▶ [Instructions for the task]:
Reproduce the full set of records that follow, exactly as shown.

[Start of section]

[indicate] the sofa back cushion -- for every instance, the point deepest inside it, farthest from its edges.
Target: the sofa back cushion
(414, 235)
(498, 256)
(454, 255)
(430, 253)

[End of section]

▶ [Result for this task]:
[indicate] the sofa back cushion -- for every instance, the point deepest inside it, farthest from its edges.
Target: the sofa back cushion
(414, 235)
(498, 256)
(454, 255)
(430, 253)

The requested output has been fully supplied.